— start of Reading text —
Jeffrey Aaron Brinson v. the State of Texas
This text of Jeffrey Aaron Brinson v. the State of Texas (Jeffrey Aaron Brinson v. the State of Texas) is published on Counsel Stack Legal Research, covering Court of Appeals of Texas primary law. Counsel Stack provides free access to over 12 million legal documents including statutes, case law, regulations, and constitutions.
Opinion
In The Court of Appeals Seventh District of Texas at Amarillo
No. 07-24-00014-CR No. 07-24-00015-CR
JEFFREY AARON BRINSON, APPELLANT
V.
THE STATE OF TEXAS, APPELLEE
On Appeal from the 100th District Court Childress County, Texas Trial Court Nos. 6575 & 6764, Honorable Dale A. Rabe, Presiding
October 7, 2024 MEMORANDUM OPINION Before QUINN, C.J., and PARKER and DOSS, JJ.
Jeffrey Aaron Brinson appeals from the trial court’s two judgments. Through that
entered in Cause No. 6575, the trial court revoked his community supervision, adjudicated
him guilty of assault by impeding breathing, and sentenced him to 50 years imprisonment.
Through Cause No. 6764, it adjudicated his guilt for assault family violence and imposed
a 15-year prison term. He attacks each conviction via two issues, namely the sufficiency
of the evidence illustrating conditions of probation were violated and the propriety of
ordering the sentences to run consecutively. We affirm. Background
In April 2022, appellant pleaded guilty to both crimes for which he was ultimately
convicted. However, the trial court deferred the adjudication of his guilt in each cause
and placed him on community supervision. The State subsequently moved to adjudicate
guilt in each cause, averring multiple ways in which he violated the terms of his probation.
Upon convening separate evidentiary hearings in each case, the court found appellant
had violated several conditions of probation, granted the motions to revoke, adjudicated
appellant guilty of the respective crimes, and ultimately sentenced him as mentioned
earlier. So too did it stack appellant’s ensuing sentences.
Issues One, Two, and Three—Sufficiency of the Evidence
By his first three issues, appellant argues the trial court erred in adjudicating his
guilt since the State failed to prove he violated any condition of probation. We overrule
the issues.
When reviewing an order revoking community supervision, the sole question
before this court is whether the trial court abused its discretion. Hacker v. State, 389
S.W.3d 860, 865 (Tex. Crim. App. 2013). Next, a single violation of community
supervision is sufficient to support revocation. Garcia v. State, 387 S.W.3d 20, 26 (Tex.
Crim. App. 2012). So, to prevail on appeal, the appellant must successfully challenge all
findings that support the revocation order. Sharp v. State, No. 07-19-00409-CR, 2020
Tex. App. LEXIS 7124, at *6 (Tex. App.—Amarillo Sep. 2, 2020, pet. ref’d) (mem. op., not
designated for publication). Garcia v. State, No. 02-15-00138-CR, 2017 Tex. App. LEXIS
716, at *3 (Tex. App.—Fort Worth Jan. 26, 2017, pet. ref’d) (mem. op., not designated for
2 publication); Black v. State, 411 S.W.3d 25, 28 (Tex. App.—Houston [14th Dist.] 2013, no
pet.).
— end of Reading text —
— start of Stored records —
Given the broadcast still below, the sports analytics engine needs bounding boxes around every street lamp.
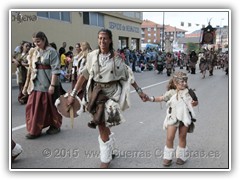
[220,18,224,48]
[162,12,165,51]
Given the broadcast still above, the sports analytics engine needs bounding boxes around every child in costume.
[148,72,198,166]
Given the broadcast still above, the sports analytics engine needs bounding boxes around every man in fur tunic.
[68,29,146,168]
— end of Stored records —
Answer these questions from the court opinion.
1. What prison sentence did the trial court impose in Cause No. 6575?
2. In what month and year did the appellant plead guilty to both crimes?
3. How many violations of community supervision does the opinion say are enough to support revocation?

• _Correct output_:
1. 50 years imprisonment
2. April 2022
3. A single violation